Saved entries
- - - - - - -

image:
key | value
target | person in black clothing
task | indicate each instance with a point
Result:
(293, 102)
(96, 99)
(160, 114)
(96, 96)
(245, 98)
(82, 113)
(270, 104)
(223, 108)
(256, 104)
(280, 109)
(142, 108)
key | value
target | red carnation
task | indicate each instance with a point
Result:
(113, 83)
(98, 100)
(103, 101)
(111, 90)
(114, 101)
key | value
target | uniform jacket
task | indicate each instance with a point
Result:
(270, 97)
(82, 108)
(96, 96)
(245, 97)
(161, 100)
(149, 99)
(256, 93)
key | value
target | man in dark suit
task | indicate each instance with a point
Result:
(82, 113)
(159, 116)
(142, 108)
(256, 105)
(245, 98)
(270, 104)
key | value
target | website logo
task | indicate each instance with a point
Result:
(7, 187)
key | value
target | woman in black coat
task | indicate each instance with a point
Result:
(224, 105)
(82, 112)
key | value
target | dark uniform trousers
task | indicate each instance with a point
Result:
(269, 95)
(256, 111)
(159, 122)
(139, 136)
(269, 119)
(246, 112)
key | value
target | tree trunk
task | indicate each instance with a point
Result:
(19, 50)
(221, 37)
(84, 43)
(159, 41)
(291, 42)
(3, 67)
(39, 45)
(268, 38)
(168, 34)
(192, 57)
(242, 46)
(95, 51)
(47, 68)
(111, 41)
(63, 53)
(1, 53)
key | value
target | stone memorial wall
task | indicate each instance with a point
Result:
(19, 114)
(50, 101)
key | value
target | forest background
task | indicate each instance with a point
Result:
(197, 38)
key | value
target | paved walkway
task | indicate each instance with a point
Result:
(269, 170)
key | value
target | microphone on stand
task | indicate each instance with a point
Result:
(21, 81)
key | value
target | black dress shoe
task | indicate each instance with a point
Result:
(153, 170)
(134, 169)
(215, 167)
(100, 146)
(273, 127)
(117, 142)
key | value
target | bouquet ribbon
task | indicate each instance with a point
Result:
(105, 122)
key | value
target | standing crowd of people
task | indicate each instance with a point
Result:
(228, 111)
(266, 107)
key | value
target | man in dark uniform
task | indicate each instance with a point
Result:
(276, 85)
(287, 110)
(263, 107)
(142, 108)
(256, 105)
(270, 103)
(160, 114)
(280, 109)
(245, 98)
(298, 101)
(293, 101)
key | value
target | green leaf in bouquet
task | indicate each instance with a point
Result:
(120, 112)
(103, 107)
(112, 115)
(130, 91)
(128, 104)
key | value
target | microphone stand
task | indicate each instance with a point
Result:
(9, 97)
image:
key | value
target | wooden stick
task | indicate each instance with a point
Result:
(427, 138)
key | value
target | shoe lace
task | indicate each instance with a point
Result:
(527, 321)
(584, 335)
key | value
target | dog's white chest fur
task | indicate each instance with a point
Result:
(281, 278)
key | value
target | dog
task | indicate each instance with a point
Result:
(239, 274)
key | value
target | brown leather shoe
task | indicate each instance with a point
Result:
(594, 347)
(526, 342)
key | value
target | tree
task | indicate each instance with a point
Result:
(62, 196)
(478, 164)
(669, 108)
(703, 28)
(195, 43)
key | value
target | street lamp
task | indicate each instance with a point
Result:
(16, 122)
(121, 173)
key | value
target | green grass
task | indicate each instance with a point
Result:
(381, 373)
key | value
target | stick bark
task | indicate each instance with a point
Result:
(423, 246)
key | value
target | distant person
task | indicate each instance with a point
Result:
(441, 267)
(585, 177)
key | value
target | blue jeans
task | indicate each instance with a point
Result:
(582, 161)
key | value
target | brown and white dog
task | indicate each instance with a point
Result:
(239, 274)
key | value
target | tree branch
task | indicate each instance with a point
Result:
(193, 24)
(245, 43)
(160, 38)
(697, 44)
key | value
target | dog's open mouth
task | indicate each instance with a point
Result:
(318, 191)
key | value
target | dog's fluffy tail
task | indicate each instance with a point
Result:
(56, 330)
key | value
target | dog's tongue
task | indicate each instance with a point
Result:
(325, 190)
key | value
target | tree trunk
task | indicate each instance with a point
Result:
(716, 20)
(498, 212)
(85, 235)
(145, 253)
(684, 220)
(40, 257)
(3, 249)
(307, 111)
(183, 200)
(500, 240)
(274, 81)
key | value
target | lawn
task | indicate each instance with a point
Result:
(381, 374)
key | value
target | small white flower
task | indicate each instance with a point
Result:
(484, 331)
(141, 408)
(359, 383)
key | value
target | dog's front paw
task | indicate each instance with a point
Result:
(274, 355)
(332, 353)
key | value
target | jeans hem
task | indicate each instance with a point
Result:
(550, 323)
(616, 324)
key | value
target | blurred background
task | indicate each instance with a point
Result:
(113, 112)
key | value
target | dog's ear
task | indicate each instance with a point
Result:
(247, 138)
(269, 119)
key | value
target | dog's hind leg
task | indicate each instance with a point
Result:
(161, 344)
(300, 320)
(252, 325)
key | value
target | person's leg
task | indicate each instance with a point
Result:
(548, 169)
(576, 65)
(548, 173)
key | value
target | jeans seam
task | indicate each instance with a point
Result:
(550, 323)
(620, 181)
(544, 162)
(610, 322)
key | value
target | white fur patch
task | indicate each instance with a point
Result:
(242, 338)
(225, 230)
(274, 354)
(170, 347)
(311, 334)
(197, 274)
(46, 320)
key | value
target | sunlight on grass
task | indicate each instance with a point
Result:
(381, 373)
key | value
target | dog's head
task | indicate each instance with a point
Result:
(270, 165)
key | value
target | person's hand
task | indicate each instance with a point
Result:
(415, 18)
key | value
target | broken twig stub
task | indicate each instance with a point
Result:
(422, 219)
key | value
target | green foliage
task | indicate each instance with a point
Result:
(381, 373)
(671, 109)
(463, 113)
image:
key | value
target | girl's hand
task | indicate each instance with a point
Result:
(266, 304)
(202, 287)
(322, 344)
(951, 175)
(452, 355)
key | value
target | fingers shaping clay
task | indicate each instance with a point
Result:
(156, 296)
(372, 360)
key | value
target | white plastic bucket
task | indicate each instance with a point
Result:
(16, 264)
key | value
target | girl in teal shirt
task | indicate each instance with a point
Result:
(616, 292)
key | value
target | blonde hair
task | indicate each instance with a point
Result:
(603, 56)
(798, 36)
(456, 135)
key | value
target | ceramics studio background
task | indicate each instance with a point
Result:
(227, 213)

- - - - - - -

Up to and including the line that contains "target | stone memorial wall", output the records above exactly, beginning with their first line.

image:
key | value
target | person in black clothing
task | indicate each instance with a point
Result:
(293, 102)
(96, 99)
(160, 114)
(96, 96)
(245, 98)
(82, 113)
(270, 104)
(223, 108)
(256, 104)
(280, 109)
(142, 108)
key | value
target | red carnation
task | indicate each instance with a point
Result:
(113, 83)
(98, 100)
(103, 101)
(111, 90)
(114, 101)
key | value
target | uniform jacket
task | indicate each instance with a point
Result:
(270, 97)
(82, 108)
(96, 96)
(245, 97)
(161, 100)
(149, 99)
(256, 93)
key | value
target | man in dark suit
task | indicate each instance with a point
Result:
(82, 113)
(159, 116)
(142, 108)
(256, 105)
(245, 98)
(270, 104)
key | value
target | website logo
task | indicate each instance with a point
Result:
(7, 187)
key | value
target | woman in black coat
task | indicate each instance with a point
Result:
(224, 105)
(82, 112)
key | value
target | dark uniform trousers
task | indicate each instance with a point
Result:
(269, 95)
(256, 111)
(159, 122)
(139, 136)
(269, 119)
(246, 112)
key | value
target | tree trunk
task | indicate each instance with a point
Result:
(19, 50)
(221, 37)
(84, 43)
(159, 41)
(291, 42)
(3, 67)
(39, 45)
(268, 38)
(168, 34)
(192, 57)
(242, 46)
(95, 51)
(47, 68)
(111, 41)
(63, 53)
(1, 53)
key | value
target | stone memorial wall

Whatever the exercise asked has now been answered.